(Фрагмент текста)
Волчий паспорт - Евгений Евтушенко
Шрифт:
Интервал:
Закладка:
До встречи с Олегом я был поклонником Глазунова. В 1957 году в ЦДРИ состоялась сенсационная выставка работ этого никому доселе не известного ленинградского сироты, женатого на внучке Бенуа, изгоя академии, по слухам, спавшего в Москве в ванне вдовы Яхонтова. После бесконечных Сталиных, после могучих колхозниц с не менее могучими снопами в питекантропски мощных ручищах — огромные глаза блокадных детей. Мучительное лицо Достоевского, трагический облик Блока среди свиных рыл в ресторане, современные юноша и девушка, просыпающиеся друг с другом в городе, похожем на гетто, где над железной решетчатой спинкой их кровати дымятся трубы чего-то жестокого, всепожирающего. Однажды зимней ночью мы вместе с Глазуновым выносили его картины, спрятанные в общежитии МГУ, и просовывали их сквозь прутья массивной чугунной ограды с такими же чугунными гербами СССР, грузили эти картины в мой облупленный «Москвич», и струи вьюги били в застекленное лицо Ксюши Некрасовой. Мог ли я тогда представить, что попираемый и оплевываемый художник Глазунов вскоре станет неофициальным официальным художником МИДа и в высокомерно-уничижительной манере будет говорить о русском многострадальном авангарде?

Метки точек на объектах
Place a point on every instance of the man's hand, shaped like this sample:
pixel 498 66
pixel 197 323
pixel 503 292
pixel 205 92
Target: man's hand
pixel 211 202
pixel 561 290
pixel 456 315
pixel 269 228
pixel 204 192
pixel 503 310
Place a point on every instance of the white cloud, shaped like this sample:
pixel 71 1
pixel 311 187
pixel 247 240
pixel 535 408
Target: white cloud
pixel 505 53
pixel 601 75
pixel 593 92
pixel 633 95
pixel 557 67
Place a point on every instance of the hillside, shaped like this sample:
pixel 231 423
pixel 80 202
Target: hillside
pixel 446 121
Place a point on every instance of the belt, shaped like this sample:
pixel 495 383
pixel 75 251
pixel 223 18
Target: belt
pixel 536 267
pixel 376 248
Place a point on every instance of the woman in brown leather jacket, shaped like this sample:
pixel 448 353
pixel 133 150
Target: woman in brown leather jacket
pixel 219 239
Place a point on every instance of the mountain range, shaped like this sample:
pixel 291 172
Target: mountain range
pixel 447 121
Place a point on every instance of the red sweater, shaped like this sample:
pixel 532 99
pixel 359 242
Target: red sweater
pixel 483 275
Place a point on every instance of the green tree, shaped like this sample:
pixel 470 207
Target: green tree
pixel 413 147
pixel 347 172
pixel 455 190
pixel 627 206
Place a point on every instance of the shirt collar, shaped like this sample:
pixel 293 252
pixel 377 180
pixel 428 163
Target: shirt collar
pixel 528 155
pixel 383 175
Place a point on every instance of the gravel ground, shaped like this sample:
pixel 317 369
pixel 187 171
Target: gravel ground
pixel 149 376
* * *
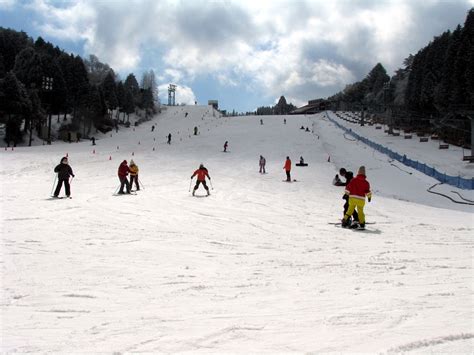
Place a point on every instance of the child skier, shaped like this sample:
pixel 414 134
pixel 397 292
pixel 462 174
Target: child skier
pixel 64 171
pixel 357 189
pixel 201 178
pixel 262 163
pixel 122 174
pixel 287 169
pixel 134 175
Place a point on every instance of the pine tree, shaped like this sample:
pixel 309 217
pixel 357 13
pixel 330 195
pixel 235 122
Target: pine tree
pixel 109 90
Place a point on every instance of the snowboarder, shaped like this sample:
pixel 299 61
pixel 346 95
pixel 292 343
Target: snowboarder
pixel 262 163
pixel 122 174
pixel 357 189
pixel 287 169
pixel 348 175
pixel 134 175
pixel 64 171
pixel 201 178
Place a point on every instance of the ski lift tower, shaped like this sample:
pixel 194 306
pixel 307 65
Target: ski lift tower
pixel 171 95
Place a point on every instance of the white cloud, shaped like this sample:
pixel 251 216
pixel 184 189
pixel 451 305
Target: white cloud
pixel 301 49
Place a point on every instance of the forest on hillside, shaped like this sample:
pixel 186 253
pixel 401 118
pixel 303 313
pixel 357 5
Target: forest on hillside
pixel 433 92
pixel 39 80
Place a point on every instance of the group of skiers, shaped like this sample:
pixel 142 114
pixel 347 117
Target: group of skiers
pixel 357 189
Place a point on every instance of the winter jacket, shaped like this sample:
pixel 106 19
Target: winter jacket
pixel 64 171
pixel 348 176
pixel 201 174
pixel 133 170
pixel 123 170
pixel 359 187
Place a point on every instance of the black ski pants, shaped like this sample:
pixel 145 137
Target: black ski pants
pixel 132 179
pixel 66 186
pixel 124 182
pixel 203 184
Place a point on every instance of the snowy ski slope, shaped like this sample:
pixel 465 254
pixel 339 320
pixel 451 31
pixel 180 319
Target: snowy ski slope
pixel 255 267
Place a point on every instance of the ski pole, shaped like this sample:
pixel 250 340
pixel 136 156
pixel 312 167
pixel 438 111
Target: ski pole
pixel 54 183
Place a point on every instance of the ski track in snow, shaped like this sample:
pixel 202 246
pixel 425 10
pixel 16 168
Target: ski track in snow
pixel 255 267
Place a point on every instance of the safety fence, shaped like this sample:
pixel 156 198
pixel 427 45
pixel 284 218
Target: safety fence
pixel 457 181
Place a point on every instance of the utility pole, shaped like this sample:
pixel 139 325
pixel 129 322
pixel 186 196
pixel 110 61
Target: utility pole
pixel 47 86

(Что сделать)
1. В каком году в ЦДРИ открылась выставка работ Глазунова, о которой говорится в отрывке о Глазунове?
2. Процитируйте строки записей между строкой, содержащей «Place a point on every instance of the pine», и строкой, содержащей «pixel 359 187», включительно.
Отрывок о Глазунове и записи — это отдельные материалы, никак не связанные между собой.

(Разбор ответов)
1. В 1957 году.

2.
Place a point on every instance of the pine tree, shaped like this sample:
pixel 309 217
pixel 357 13
pixel 330 195
pixel 235 122
Target: pine tree
pixel 109 90
Place a point on every instance of the snowboarder, shaped like this sample:
pixel 299 61
pixel 346 95
pixel 292 343
Target: snowboarder
pixel 262 163
pixel 122 174
pixel 357 189
pixel 287 169
pixel 348 175
pixel 134 175
pixel 64 171
pixel 201 178
Place a point on every instance of the ski lift tower, shaped like this sample:
pixel 194 306
pixel 307 65
Target: ski lift tower
pixel 171 95
Place a point on every instance of the white cloud, shaped like this sample:
pixel 251 216
pixel 184 189
pixel 451 305
Target: white cloud
pixel 301 49
Place a point on every instance of the forest on hillside, shaped like this sample:
pixel 186 253
pixel 401 118
pixel 303 313
pixel 357 5
Target: forest on hillside
pixel 433 92
pixel 39 80
Place a point on every instance of the group of skiers, shaped like this sample:
pixel 142 114
pixel 347 117
Target: group of skiers
pixel 357 189
Place a point on every instance of the winter jacket, shaped like this sample:
pixel 106 19
Target: winter jacket
pixel 64 171
pixel 348 176
pixel 201 174
pixel 133 170
pixel 123 170
pixel 359 187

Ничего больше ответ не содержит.